─── Selected extract

Find all loops/rings starting from a given atom.

Traverses the graph to find closed loops that start and end at the specified atom index.

Parameters:

Name	Type	Description	Default
`depth`	`int`	Maximum loop size to search for.	required
`index`	`int`	The starting atom index.	required
`shortest`	`bool`	If True, stop searching when all theoretically possible shortest loops are found.	`True`

Returns:

Type	Description
`list of list of tuple`	A list of loops, where each loop is a list of `(index, image)` tuples representing the path.

Notes

Loops are found by breadth-first traversal and tracking when paths return to their starting point.

Source code in graph_id/analysis/graphs.py

def get_loops(self, depth: int, index: int, shortest: bool = True):  # noqa: C901
    """Find all loops/rings starting from a given atom.

──────

● **Required tasks**:
1. Please duplicate the loop-finding documentation from "Traverses the graph" up to and including "representing the path.".
2. Collect every row that contains the string "pink", matching case.
The loop-finding documentation has no connection to the rows that follow it.

─── Information supplied

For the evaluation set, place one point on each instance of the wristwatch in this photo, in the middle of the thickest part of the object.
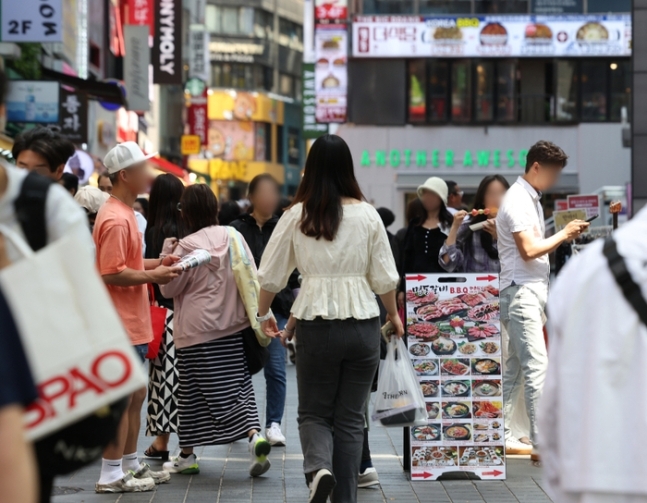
(268, 316)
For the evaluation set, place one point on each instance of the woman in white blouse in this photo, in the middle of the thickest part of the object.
(339, 245)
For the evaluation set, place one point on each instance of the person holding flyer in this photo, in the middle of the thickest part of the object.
(525, 270)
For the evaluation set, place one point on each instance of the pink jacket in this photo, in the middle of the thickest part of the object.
(207, 304)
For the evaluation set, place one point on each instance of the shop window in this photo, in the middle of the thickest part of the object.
(437, 89)
(417, 110)
(565, 104)
(595, 78)
(506, 108)
(461, 91)
(484, 86)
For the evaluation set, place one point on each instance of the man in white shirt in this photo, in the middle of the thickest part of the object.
(525, 269)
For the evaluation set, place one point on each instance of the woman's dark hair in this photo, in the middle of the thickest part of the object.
(479, 204)
(329, 177)
(199, 207)
(164, 219)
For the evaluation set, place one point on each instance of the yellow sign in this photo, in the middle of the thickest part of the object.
(190, 144)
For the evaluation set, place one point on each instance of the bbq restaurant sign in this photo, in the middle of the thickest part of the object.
(492, 36)
(167, 42)
(423, 160)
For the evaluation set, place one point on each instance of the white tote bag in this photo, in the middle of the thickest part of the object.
(79, 353)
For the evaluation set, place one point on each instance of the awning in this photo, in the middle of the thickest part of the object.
(168, 167)
(93, 88)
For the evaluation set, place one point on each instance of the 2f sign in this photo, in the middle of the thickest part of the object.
(31, 21)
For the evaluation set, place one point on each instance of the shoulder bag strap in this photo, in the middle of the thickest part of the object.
(630, 289)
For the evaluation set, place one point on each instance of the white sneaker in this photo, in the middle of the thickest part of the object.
(128, 484)
(259, 448)
(185, 466)
(274, 435)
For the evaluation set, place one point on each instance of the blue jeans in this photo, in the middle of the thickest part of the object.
(275, 378)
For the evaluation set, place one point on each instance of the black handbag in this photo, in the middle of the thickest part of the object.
(255, 354)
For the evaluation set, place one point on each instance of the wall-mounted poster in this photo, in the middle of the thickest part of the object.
(454, 341)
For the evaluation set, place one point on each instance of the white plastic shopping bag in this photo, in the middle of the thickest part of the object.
(399, 401)
(77, 348)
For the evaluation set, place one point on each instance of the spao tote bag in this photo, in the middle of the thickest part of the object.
(80, 356)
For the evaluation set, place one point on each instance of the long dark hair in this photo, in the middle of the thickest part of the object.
(164, 220)
(479, 204)
(199, 207)
(329, 177)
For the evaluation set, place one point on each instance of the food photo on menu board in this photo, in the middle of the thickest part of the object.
(454, 343)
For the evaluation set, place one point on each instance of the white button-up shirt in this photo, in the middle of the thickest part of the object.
(521, 211)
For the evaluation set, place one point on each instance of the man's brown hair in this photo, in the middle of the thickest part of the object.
(545, 152)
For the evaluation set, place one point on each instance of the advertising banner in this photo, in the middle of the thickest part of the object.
(331, 72)
(136, 63)
(167, 42)
(32, 20)
(492, 36)
(454, 341)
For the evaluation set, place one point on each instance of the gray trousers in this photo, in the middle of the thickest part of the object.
(335, 369)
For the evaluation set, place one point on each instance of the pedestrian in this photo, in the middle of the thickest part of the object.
(454, 197)
(338, 243)
(257, 228)
(525, 269)
(70, 182)
(104, 183)
(591, 416)
(216, 397)
(164, 221)
(42, 150)
(121, 263)
(426, 233)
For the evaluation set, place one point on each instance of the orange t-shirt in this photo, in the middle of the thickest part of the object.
(119, 247)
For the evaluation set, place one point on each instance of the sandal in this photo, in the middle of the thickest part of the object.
(153, 453)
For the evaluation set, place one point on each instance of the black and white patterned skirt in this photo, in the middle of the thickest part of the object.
(216, 398)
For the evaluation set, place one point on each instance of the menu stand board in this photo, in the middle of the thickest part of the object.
(454, 341)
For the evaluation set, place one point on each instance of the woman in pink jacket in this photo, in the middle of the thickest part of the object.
(216, 399)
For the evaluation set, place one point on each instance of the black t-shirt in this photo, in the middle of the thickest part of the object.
(16, 382)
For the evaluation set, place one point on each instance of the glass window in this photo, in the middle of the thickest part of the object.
(620, 89)
(566, 95)
(417, 96)
(461, 91)
(595, 77)
(230, 20)
(484, 104)
(437, 89)
(506, 91)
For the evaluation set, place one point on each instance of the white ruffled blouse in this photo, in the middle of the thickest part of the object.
(340, 277)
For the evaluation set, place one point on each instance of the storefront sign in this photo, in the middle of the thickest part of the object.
(32, 101)
(310, 127)
(331, 73)
(136, 62)
(455, 347)
(74, 116)
(492, 36)
(167, 42)
(437, 158)
(32, 21)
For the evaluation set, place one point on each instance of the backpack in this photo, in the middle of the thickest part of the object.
(83, 442)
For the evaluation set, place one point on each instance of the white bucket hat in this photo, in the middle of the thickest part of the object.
(435, 185)
(124, 155)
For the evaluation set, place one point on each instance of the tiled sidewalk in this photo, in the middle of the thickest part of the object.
(224, 477)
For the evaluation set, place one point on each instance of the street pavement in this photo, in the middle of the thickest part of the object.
(224, 476)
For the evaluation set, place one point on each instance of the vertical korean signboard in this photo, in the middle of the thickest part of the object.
(454, 340)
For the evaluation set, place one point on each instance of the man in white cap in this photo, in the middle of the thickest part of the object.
(126, 273)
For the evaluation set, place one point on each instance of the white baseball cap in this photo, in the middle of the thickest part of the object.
(124, 155)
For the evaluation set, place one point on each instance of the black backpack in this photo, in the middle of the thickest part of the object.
(81, 443)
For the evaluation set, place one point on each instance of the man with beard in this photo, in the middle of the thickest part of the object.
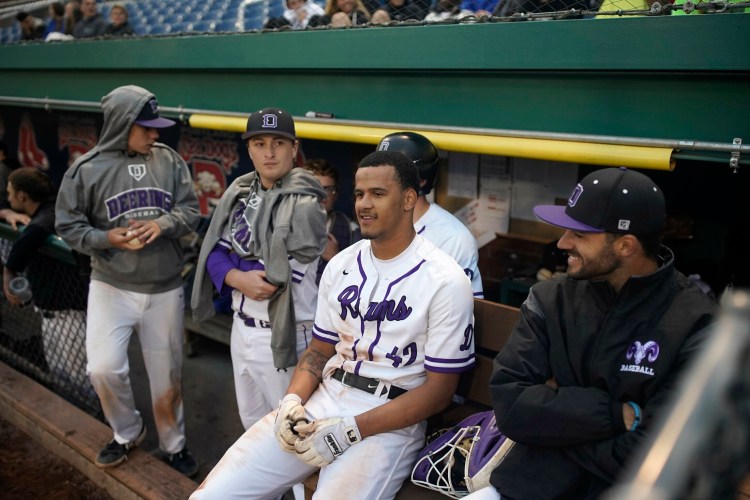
(596, 353)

──────

● **Results for the exercise**:
1.
Traverses the graph to find closed loops that start and end at the specified atom index.

Parameters:

Name	Type	Description	Default
`depth`	`int`	Maximum loop size to search for.	required
`index`	`int`	The starting atom index.	required
`shortest`	`bool`	If True, stop searching when all theoretically possible shortest loops are found.	`True`

Returns:

Type	Description
`list of list of tuple`	A list of loops, where each loop is a list of `(index, image)` tuples representing the path.

2.
For the evaluation set, place one point on each instance of the pink jacket in this photo, in the middle of the thickest part of the object.
For the evaluation set, place one point on each instance of the woman in pink jacket in this photo, in the middle of the thickest part of the object.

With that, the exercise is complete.